Point placement records:
========================================

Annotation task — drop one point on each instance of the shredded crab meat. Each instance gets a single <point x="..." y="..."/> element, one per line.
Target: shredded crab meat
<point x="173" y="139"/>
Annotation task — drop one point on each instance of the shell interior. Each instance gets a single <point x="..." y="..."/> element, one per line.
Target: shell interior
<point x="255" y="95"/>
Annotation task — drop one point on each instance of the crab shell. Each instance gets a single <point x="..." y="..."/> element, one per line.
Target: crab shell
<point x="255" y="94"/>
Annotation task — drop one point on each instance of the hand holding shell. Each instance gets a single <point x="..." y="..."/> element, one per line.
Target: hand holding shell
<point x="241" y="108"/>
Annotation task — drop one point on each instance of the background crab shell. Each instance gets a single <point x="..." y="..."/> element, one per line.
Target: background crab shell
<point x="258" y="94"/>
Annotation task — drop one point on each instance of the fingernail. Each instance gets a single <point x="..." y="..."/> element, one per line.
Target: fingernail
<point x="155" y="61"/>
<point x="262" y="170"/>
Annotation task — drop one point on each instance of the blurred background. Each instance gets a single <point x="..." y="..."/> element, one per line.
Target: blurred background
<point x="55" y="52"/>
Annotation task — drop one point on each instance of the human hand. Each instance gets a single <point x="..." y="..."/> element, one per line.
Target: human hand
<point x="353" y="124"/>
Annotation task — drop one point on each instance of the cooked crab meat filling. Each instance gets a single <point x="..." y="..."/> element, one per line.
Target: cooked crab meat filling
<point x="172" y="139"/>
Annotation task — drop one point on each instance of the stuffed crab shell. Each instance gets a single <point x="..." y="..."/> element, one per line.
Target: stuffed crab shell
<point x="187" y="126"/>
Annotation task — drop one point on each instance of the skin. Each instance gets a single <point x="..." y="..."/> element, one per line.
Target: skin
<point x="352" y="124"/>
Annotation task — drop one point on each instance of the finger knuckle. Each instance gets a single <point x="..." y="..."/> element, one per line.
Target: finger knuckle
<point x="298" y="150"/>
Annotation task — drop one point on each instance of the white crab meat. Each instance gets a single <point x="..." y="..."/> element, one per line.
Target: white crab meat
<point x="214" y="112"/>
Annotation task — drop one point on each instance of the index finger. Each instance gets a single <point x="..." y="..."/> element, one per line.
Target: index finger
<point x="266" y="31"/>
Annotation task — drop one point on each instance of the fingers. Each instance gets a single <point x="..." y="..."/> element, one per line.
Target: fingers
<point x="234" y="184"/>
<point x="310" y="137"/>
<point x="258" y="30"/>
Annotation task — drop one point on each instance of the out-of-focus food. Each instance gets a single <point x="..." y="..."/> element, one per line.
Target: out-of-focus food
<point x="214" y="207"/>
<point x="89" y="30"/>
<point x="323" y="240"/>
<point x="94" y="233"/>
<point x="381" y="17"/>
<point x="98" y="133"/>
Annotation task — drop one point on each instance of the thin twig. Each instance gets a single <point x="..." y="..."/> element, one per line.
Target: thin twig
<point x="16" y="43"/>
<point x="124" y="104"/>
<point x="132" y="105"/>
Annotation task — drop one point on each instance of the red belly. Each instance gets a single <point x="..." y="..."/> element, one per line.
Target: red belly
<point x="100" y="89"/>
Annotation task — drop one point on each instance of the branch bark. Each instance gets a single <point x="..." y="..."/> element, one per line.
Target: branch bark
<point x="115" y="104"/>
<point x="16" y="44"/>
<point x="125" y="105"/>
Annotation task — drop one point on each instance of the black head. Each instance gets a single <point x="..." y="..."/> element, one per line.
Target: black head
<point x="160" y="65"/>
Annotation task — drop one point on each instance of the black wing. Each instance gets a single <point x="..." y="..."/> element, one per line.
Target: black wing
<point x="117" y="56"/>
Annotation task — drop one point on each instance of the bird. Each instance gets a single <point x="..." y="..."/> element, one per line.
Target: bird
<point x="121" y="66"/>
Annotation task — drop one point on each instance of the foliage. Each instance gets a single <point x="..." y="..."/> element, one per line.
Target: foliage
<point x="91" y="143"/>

========================================

THE EXERCISE:
Repeat the records above exactly, leaving none out.

RESULT:
Annotation task — drop one point on each instance of the shredded crab meat. Each instance gets a single <point x="..." y="..."/> element, one per line.
Target: shredded crab meat
<point x="173" y="139"/>
Annotation task — drop one point on each instance of the shell interior. Each instance gets a single <point x="..." y="..."/> element, one per line.
Target: shell interior
<point x="255" y="95"/>
Annotation task — drop one point on each instance of the crab shell. Each instance gets a single <point x="..." y="..."/> element, one per line.
Target: crab shell
<point x="255" y="94"/>
Annotation task — drop one point on each instance of the hand holding shell. Each instance gets a single <point x="..." y="..."/> element, one per line.
Target: hand holding shell
<point x="241" y="108"/>
Annotation task — drop one point on each instance of the background crab shell. Each instance gets a single <point x="..." y="..."/> element, one per line.
Target: background crab shell
<point x="258" y="94"/>
Annotation task — drop one point on each instance of the fingernail. Each instance gets a single <point x="..." y="..."/> element, one per line.
Target: fingernail
<point x="155" y="61"/>
<point x="262" y="170"/>
Annotation task — drop one point on each instance of the blurred background. Each instance gets a single <point x="..." y="..."/> element, one per line.
Target: blurred background
<point x="55" y="52"/>
Annotation task — drop one point on each instance of the human hand. Each instance gets a single <point x="..." y="..."/> element, one per line.
Target: human hand
<point x="353" y="124"/>
Annotation task — drop one point on each instance of the cooked crab meat filling. Each instance gets a single <point x="..." y="..."/> element, one per line.
Target: cooked crab meat filling
<point x="172" y="139"/>
Annotation task — drop one point on each instance of the stuffed crab shell. Each instance gets a single <point x="..." y="..."/> element, one per line.
Target: stuffed crab shell
<point x="187" y="126"/>
Annotation task — drop one point on each instance of the skin. Each instance gets a single <point x="..." y="..."/> element, one per line.
Target: skin
<point x="352" y="124"/>
Annotation task — drop one point on each instance of the finger knuckle. Each instance gets a single <point x="..." y="..."/> element, one per line.
Target: finger knuckle
<point x="298" y="150"/>
Annotation task — drop one point on each instance of the white crab meat. Each instance gets a single <point x="..." y="..."/> element, one per line.
Target: white crab meat
<point x="214" y="112"/>
Annotation task — drop one point on each instance of the index finger. Each instance gets a single <point x="..." y="..."/> element, one per line.
Target: index finger
<point x="266" y="31"/>
Annotation task — drop one point on each instance of the fingers. Each instance gets a single <point x="..." y="..."/> element, one per line.
Target: fingers
<point x="234" y="184"/>
<point x="310" y="137"/>
<point x="258" y="30"/>
Annotation task — drop one point on each instance of the out-of-focus food. Each instance gets a single <point x="..." y="..."/> element, one per line.
Target: out-of-focus food
<point x="214" y="207"/>
<point x="89" y="30"/>
<point x="323" y="240"/>
<point x="94" y="233"/>
<point x="381" y="17"/>
<point x="98" y="133"/>
Annotation task — drop one point on each instance of the thin twig. Each instance gets a single <point x="..." y="..."/> element, one per line.
Target: thin twig
<point x="16" y="43"/>
<point x="124" y="104"/>
<point x="132" y="105"/>
Annotation task — drop one point on each instance of the red belly. Each instance gets a single <point x="..." y="..."/> element, one per line.
Target: red belly
<point x="100" y="89"/>
Annotation task — drop one point on each instance of the branch bark. Each instance gets a single <point x="..." y="..."/> element, one per line.
Target: branch bark
<point x="115" y="104"/>
<point x="16" y="44"/>
<point x="125" y="105"/>
Annotation task — drop one point on each instance of the black head. Each instance gets a single <point x="..." y="..."/> element, one per line.
Target: black head
<point x="160" y="65"/>
Annotation task — drop one point on each instance of the black wing. Each instance gets a single <point x="..." y="..."/> element, one per line.
Target: black wing
<point x="117" y="56"/>
Annotation task — drop one point on each instance of the bird. Each instance gets a single <point x="..." y="..."/> element, one per line.
Target: bird
<point x="121" y="66"/>
Annotation task — drop one point on each instance of the foliage. Each instance gets a single <point x="..." y="..."/> element, one per line.
Target: foliage
<point x="91" y="143"/>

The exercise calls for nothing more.